Wednesday, May 22, 2024
Home > Counties > Parents advised to monitor their children’s activities this Christmas

Parents advised to monitor their children’s activities this Christmas

With three days to Christmas and barely a week to usher in the New Year, 2024, parents have been advised to monitor their children to safeguard them from partaking in harmful vices including drug abuse, alcoholism, crime and sexual immorality.

A renowned PCEA cleric Reverend Godffrey Jomo challenged parents to ensure they are available for their children in order to guide them on ways to celebrate the festive season without endangering their lives.

“Be available, offer guidance on how to go about life. Be alert that at such a stage, young people are more prone to making very dangerous decisions which could have negative far-reaching effects,” Reverend Jomo told KNA in Nyeri yesterday.

He cautioned parents to among other measures discourage children from being part of groupings whose agenda is secretive, dissuade them from becoming partying ‘animals’, be keen on details on cousins outings and sleepovers and explain clearly consequences of engaging in social vices.

“This is no generation to use idioms,” the Cleric said and advised parents to punish where necessary as recommended in the Holy Bible’s book of Proverbs 22:15 : “Children naturally do careless, silly mistakes and a little spanking will teach them how to behave.”

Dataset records
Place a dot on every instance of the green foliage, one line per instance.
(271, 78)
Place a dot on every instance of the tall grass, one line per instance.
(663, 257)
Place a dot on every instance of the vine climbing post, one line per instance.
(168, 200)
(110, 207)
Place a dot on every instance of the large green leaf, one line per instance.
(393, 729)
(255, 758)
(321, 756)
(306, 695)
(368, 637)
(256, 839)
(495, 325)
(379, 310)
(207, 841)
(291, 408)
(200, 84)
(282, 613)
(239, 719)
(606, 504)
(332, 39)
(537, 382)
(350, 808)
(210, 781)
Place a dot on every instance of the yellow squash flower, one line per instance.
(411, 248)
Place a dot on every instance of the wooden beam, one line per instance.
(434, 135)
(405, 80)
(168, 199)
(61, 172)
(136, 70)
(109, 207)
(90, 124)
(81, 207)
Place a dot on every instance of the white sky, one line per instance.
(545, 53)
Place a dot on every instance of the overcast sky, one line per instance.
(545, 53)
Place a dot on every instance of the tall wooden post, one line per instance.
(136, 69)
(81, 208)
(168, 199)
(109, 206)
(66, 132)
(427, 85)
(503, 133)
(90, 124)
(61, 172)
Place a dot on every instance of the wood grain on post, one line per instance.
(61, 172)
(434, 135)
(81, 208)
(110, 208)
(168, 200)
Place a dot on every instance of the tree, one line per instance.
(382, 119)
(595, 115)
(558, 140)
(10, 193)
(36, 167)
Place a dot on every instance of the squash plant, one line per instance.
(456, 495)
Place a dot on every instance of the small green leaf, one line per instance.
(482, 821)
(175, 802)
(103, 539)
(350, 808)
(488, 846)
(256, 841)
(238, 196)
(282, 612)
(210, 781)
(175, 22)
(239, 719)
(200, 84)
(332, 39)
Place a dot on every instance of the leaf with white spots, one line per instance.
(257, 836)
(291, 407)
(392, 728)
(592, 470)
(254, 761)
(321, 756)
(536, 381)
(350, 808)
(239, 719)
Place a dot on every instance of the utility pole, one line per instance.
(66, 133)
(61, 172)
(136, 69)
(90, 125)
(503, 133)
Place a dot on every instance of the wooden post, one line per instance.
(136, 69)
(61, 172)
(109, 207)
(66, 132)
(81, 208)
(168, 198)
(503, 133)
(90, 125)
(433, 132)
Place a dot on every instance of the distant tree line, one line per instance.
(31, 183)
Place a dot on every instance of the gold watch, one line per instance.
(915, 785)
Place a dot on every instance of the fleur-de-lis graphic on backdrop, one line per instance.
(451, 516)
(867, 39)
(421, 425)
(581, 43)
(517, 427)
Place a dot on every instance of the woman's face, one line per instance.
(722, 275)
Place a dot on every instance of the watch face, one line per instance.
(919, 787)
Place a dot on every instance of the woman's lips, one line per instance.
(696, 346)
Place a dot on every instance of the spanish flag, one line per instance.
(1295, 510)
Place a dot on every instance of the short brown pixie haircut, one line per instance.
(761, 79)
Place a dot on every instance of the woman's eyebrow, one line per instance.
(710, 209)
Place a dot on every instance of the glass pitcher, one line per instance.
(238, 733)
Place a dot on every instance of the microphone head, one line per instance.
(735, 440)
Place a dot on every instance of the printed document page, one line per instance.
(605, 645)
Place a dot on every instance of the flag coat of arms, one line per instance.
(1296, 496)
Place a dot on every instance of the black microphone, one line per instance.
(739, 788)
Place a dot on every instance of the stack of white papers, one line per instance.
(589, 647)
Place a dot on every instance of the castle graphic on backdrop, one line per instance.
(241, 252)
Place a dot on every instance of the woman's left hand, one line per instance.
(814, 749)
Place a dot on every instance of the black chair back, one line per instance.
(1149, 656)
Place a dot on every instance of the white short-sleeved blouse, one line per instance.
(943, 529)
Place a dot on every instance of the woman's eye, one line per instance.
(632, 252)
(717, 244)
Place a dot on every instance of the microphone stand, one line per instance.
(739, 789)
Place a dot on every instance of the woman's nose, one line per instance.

▶ [WORK INSTRUCTION 1] List the harmful vices from which the Christmas article on parental monitoring says children should be safeguarded.
▶ [WORK INSTRUCTION 2] Resume the article on parents monitoring their children at Christmas, picking up after its final sentence.

▶ [EXPECTED OUTPUT 1] Drug abuse, alcoholism, crime, and sexual immorality.

▶ [EXPECTED OUTPUT 2]
The PCEA minister attributed the wayward behaviours among the youth to poor parenting and peer pressure noting that as the youth go through identity crisis, they need adequate parental guidance.

On peer pressure, the clergyman said, the youth adopt vices such as illicit sex, drug abuse, drunkenness, poor grooming, vulgarity, crime and poor eating habits as they pursue a sense of belongingness.

“Being a ‘softee or being cool’ is the in thing with teenagers as they crave to be famous among their friends,” stated Rev Jomo, who is also a trained counsellor and chaplain at Nairobi school.

He further cautioned parents against absconding their responsibility of raising up children as they pursue wealth stressing that parents should live with their children and not for their children.

“Some of us parents are absentee parents leading a prototype leasehold life than freehold; too much engrossed in amassing wealth which does not help us in old age. “Living with them means you have given them a platform or a head start to live on their own even after you are long gone.

On the contrary, living for them means after you are gone the family unit fizzles out very fast as the children cannot stand on their own,’’ he stressed.

Commenting on drug abuse, the clergy man revealed that victims suffer mood swings, withdrawal symptoms, lack of interest in many things, are untidy and their eyes are teary and reddish.

He pointed out that drug abusers also experience behavioral changes like dropping old friends for new ones, are easily irritable and aggressive, shy, avoid constant glare, are sometimes paranoid, suffer a never-ending running nose and find it hard to stay focused on a task.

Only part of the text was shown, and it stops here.